- _Activity 1_:
Summarize the Port Sunlight strike article in two sentences.
- _Activity 2_:
Using the Port Sunlight strike article, decide whether each statement agrees with it. Answer yes or no, and quote the words that settle it. (a) Port Sunlight had no pub at first. (b) The strike is over wage cuts. (c) Lever Brothers is part of Unilever.
- _Activity 3_:
Carry on the Port Sunlight strike article from its final sentence.
Start of Reading passage
Port Sunlight workers in first national Unilever strike
Set in a conservation area with its many Grade II listed buildings, Port Sunlight is the model Victorian village
From 1888 to 1914, it grew to include an art gallery, allotments, a cottage hospital, concert hall, swimming pool and church. And, initially at least, no pub.
It was the grand plan of Lord Leverhulme and was founded on the idea of giving workers at his soap factory a happy life.
But now the present day employees of Lever Brothers, part of Unilever, are taking part in the company's first national strike.
Unions leaders have said Lord Leverhulme would be "spinning in his grave" at what is happening at his company now.
The action is over changes to pensions and a move away from a final salary scheme, which the strikers claim, goes against the values the company was founded on.
'Sound economic investment'
Lever Brothers was the archetypal Victorian paternalistic company.
The workers employed by Lord Leverhulme enjoyed rights and standards of living that were the envy of others.
End of Reading passage
Start of Raw data
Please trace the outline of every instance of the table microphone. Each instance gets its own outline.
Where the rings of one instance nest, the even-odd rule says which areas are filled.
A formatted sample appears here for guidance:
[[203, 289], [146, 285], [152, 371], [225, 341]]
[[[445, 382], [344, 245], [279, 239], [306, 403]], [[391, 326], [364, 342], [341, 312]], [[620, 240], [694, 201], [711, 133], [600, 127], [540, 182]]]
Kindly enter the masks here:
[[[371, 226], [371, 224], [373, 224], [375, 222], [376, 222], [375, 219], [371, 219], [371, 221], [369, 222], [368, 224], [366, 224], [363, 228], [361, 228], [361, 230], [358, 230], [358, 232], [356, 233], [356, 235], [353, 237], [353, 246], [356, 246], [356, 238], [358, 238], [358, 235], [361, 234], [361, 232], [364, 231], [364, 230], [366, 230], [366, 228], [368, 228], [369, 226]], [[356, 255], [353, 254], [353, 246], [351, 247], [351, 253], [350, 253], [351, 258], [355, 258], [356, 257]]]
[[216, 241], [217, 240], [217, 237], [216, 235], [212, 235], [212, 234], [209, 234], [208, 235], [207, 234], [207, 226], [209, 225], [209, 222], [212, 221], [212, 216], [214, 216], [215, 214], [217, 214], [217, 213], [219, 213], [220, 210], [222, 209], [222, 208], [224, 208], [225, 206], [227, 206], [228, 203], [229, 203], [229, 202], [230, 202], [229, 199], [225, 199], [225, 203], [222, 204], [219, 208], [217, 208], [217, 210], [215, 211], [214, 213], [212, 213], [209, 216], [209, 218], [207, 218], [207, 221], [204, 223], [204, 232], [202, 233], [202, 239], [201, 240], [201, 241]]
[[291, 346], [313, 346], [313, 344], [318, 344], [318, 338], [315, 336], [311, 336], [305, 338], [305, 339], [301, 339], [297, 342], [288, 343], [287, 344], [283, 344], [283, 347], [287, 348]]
End of Raw data
- _Response 1_:
Port Sunlight is a model Victorian village that Lord Leverhulme founded to give workers at his soap factory a happy life, and between 1888 and 1914 it grew to include an art gallery, a cottage hospital, a swimming pool and a church. Present-day employees of Lever Brothers, part of Unilever, are now taking part in the company's first national strike over pension changes and a move away from a final salary scheme, which the strikers claim goes against the company's founding values.

- _Response 2_:
(a) Yes: "And, initially at least, no pub."
(b) No: "The action is over changes to pensions and a move away from a final salary scheme"
(c) Yes: "the present day employees of Lever Brothers, part of Unilever"

- _Response 3_:
"He remembered what his background was, an ordinary working class northern lad," local historian Ken Pye said.
"He knew what poverty was and he didn't want his workers to be exploited because he'd grown up with tales of the industrial revolution and he'd seen it at first hand.
"Lord Leverhulme knew he'd get better work from happier staff and that he'd get happier staff if they were secure in a good home and the wages were fair.
"He provided all of this from the profits of the factory.
"It was certainly a sound economic investment from his point of view. It was a real welfare state in microcosm, and in private hands.
"They were nonetheless Victorian and paternalistic, very patrician. 'Touch your forelock and I will look after you'.
"However the quality of life and the terms and conditions that the workers had was second to none.
"If you had a job at Port Sunlight you did everything to hang on to it."
About 1,600 people are now employed at Port Sunlight across two sites, one with a focus on research, the other on production. The plant produces Dove shampoo, Lynx Deodorant, Persil soap powder and other products.
In many ways the site at Port Sunlight is still a traditional family firm, it is not uncommon for people to have worked there for 40 years.
"When I joined 20 years ago it was like moving from academia into another branch of academia," Bill Hodgson, Unite union representative at the plant, said.
"It had a kind of family atmosphere about it and there was loyalty to the company.
"It was one of the reasons for our success, but that is changing.
He said Lord Leverhulme helped with getting the state pension introduced.
"There's lots of thing in the history that doesn't chime with the company now.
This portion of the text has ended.